» **TASK OBJECTIVE**: Reproduce only the lines that run from the line with "Tag the bush" to the last line of the material, both ends included, exactly as they appear.

» **DATA LINES**:
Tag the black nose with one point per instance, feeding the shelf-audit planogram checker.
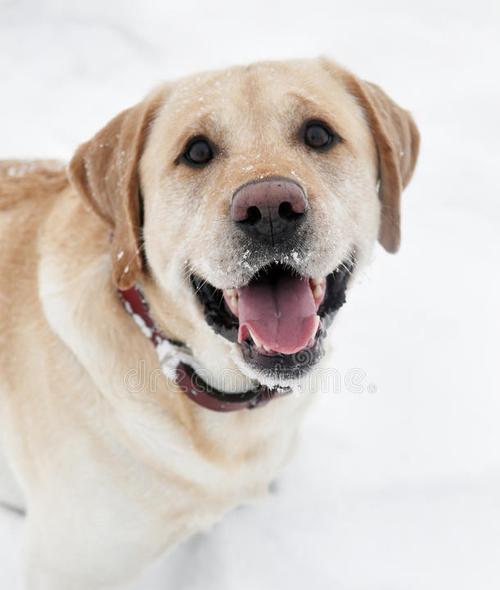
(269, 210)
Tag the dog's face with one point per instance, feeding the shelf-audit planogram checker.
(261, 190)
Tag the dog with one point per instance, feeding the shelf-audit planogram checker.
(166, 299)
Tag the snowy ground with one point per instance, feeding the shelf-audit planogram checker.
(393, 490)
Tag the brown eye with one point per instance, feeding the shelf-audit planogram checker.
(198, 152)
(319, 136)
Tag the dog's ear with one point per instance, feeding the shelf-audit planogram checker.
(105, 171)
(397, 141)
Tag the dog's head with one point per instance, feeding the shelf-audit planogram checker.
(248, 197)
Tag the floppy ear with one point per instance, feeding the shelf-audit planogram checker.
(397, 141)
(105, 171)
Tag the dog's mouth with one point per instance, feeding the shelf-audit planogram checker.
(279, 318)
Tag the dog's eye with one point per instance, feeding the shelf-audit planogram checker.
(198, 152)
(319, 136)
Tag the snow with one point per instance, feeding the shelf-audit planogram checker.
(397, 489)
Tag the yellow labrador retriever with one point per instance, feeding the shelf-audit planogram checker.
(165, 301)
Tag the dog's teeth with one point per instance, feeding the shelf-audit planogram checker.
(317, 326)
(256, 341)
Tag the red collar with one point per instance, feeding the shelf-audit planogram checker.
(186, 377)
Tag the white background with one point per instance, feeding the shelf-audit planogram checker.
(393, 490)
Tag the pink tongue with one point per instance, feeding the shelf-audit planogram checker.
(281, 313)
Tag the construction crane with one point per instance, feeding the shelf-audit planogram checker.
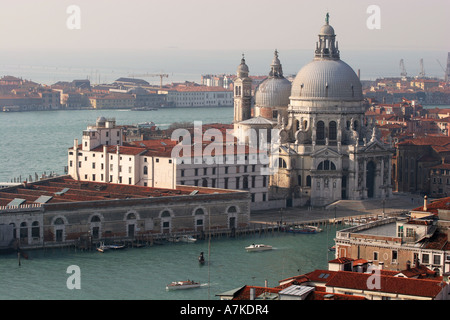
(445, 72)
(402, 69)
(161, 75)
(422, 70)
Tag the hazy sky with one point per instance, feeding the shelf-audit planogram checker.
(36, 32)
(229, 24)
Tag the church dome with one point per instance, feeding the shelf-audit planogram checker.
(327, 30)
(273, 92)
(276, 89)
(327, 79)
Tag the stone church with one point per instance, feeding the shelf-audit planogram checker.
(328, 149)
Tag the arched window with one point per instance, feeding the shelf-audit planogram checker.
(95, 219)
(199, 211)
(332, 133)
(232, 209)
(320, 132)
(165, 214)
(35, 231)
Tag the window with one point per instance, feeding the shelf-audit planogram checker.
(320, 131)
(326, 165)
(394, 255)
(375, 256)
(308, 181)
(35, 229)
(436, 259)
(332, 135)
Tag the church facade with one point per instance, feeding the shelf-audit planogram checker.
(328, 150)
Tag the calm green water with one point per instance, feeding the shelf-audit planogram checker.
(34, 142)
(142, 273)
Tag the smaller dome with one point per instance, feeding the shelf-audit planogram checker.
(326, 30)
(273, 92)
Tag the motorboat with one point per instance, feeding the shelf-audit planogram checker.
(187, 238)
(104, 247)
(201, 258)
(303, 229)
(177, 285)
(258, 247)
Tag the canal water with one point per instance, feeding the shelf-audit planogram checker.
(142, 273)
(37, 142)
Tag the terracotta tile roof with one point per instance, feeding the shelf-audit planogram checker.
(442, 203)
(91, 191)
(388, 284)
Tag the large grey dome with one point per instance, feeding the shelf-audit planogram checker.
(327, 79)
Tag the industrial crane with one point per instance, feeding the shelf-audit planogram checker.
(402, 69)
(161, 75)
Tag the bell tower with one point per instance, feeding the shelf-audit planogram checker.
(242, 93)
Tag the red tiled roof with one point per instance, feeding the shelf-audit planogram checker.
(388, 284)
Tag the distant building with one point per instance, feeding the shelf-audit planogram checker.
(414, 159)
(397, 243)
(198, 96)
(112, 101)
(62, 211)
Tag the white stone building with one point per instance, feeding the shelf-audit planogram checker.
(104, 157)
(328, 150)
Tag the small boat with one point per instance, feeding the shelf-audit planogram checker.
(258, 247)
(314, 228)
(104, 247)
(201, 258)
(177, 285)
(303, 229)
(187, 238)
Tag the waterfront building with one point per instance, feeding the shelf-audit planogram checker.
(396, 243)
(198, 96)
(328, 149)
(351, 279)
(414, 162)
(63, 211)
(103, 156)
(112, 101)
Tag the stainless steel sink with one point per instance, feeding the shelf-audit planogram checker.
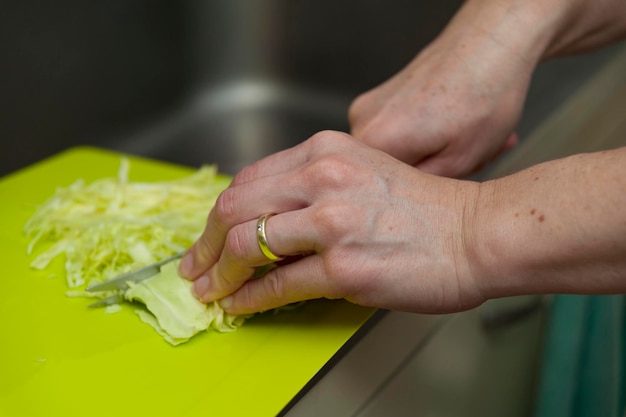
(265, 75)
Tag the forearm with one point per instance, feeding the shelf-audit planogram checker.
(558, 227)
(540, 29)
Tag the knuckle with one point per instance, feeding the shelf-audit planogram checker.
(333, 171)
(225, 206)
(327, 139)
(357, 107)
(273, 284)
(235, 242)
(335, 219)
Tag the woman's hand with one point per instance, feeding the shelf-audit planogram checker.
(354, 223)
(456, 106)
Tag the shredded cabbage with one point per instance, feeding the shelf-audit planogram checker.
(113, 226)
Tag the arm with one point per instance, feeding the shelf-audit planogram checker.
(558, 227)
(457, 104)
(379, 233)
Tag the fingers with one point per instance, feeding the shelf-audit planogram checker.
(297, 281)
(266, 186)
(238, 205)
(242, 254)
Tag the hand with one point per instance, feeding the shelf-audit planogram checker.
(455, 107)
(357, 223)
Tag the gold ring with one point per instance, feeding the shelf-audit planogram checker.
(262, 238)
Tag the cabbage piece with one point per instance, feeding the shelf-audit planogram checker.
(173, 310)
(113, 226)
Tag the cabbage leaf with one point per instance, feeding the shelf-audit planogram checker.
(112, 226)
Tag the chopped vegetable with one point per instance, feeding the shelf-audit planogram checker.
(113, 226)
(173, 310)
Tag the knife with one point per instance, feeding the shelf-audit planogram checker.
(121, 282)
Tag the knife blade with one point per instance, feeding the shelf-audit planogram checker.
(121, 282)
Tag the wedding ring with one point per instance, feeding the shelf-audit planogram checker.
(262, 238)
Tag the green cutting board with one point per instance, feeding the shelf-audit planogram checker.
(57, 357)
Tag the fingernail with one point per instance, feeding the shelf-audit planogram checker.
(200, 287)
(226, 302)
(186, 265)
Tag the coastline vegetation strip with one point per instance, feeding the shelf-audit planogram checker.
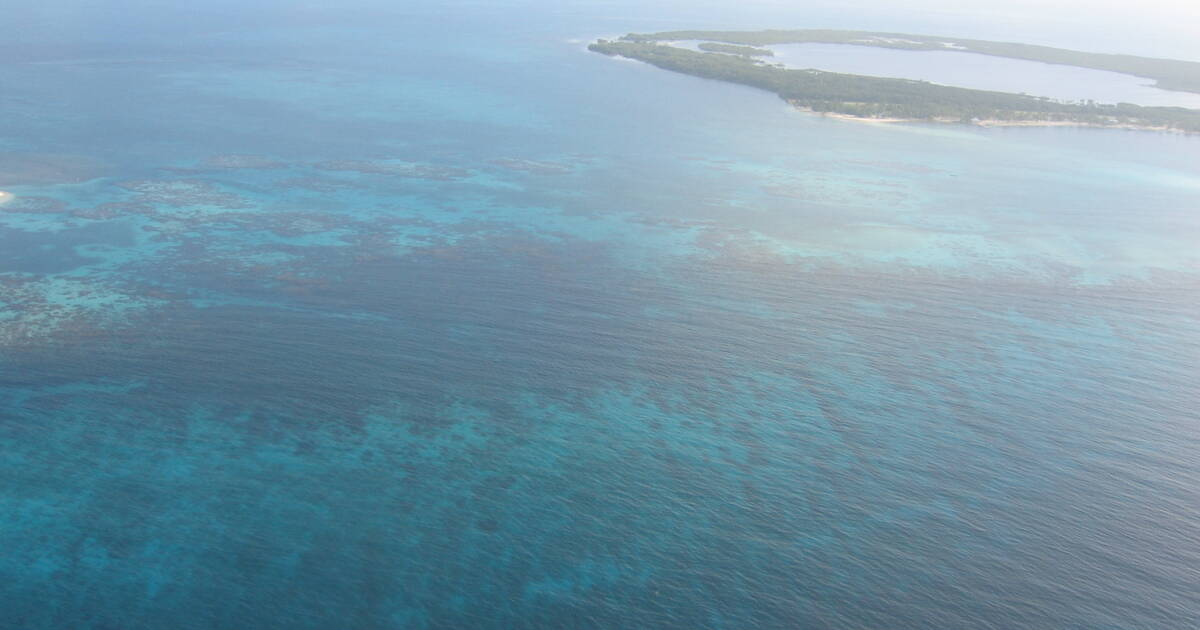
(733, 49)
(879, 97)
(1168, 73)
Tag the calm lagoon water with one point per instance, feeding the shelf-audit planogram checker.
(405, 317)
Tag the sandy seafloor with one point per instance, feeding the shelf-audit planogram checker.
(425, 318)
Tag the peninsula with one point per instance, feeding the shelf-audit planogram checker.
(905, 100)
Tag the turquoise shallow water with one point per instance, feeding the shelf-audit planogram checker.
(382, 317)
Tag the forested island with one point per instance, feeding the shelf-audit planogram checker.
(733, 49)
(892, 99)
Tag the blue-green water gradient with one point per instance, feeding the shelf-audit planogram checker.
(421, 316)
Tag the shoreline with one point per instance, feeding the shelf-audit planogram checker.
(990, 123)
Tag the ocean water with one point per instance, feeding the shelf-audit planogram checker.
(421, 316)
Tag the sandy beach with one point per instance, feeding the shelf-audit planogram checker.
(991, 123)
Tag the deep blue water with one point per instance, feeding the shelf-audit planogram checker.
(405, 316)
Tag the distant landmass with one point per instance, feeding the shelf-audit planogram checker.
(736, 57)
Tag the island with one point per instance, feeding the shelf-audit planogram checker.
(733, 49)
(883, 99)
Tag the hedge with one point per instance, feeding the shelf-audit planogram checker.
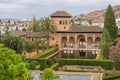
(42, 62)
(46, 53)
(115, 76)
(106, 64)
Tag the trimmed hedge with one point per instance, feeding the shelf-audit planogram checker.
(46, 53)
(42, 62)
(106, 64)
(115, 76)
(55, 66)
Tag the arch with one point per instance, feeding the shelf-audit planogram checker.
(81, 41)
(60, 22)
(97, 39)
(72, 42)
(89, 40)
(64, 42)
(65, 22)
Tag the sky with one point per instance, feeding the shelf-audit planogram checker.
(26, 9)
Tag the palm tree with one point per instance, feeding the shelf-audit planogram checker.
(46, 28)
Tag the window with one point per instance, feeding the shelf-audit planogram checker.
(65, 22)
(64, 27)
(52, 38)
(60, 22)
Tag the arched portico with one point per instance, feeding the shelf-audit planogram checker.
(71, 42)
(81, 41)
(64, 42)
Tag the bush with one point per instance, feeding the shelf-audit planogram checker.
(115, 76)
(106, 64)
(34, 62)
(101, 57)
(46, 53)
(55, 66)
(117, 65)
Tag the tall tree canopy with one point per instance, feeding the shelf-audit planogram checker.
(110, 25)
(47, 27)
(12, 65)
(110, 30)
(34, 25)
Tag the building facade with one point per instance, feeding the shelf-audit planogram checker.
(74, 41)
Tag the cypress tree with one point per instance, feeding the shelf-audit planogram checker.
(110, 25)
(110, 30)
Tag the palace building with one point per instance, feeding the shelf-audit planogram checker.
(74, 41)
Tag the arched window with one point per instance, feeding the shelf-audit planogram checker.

» **SOLUTION TO THIS TASK**:
Tag the bush with one point per instance, feeding the shelf-audit planogram checker.
(115, 76)
(106, 64)
(34, 62)
(101, 57)
(46, 53)
(55, 66)
(117, 65)
Tag the tall tree canopy with one point per instance, feeding the shelf-audit planogram checker.
(110, 25)
(47, 27)
(12, 65)
(110, 30)
(34, 25)
Tag the building facade with one point per instance, feeding the shelf-audit planogram checker.
(74, 41)
Tag the cypress tree with one point per instance, feeding the shelf-audit planogram checker.
(110, 25)
(110, 30)
Tag the palace building with one point per instance, feeding the shelf-audit planogram checker.
(74, 41)
Tag the arched window with one point per instance, feeding the shelf-audit planogram checker.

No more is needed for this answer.